Required task | Please reproduce the data below exactly, line for line, but leave out the picture.

Material shown |
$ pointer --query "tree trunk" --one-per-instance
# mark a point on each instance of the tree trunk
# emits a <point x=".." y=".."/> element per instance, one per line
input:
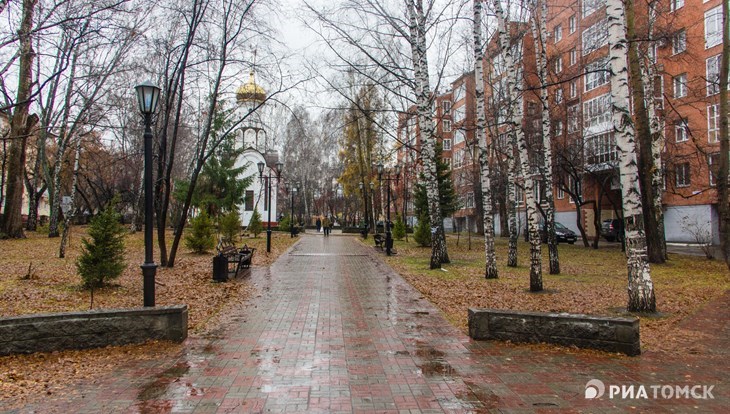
<point x="640" y="287"/>
<point x="21" y="126"/>
<point x="655" y="251"/>
<point x="723" y="208"/>
<point x="488" y="215"/>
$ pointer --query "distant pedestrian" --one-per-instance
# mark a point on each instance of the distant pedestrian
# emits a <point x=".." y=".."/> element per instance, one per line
<point x="326" y="226"/>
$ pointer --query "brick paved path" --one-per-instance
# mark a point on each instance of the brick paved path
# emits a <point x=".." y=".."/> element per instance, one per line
<point x="336" y="330"/>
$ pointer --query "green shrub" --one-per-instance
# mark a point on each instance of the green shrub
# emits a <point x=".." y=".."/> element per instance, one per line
<point x="254" y="226"/>
<point x="399" y="229"/>
<point x="230" y="226"/>
<point x="422" y="234"/>
<point x="201" y="237"/>
<point x="102" y="256"/>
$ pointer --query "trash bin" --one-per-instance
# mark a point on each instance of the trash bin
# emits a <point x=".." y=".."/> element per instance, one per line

Exercise answer |
$ pointer --query "tree trunk" --one-per-instance
# mark a point on each instance of the tree trunk
# emits a <point x=".." y=".."/> element per instance, one per line
input:
<point x="640" y="287"/>
<point x="21" y="126"/>
<point x="655" y="251"/>
<point x="723" y="208"/>
<point x="488" y="215"/>
$ pointer --query "distant pedestrian" --one-per-instance
# mark a point on each instance of the distant pedestrian
# emits a <point x=".." y=".."/> element per instance, one per line
<point x="326" y="226"/>
$ pointer --query "brick paved path" --one-per-instance
# mark a point on each instance of the brick paved path
# emits a <point x=".." y=".."/> element per instance, one per line
<point x="336" y="330"/>
$ pointer --query "green shrub" --one-per-instance
# mark a point on each instance of the green shrub
# emits a <point x=".." y=".."/> element per instance, one per line
<point x="254" y="226"/>
<point x="399" y="229"/>
<point x="230" y="226"/>
<point x="422" y="234"/>
<point x="201" y="237"/>
<point x="102" y="256"/>
$ pointer --query "trash bin" --one-per-instance
# mark a point on each instance of the trash bin
# emits a <point x=".." y=".."/> element per instance, one per line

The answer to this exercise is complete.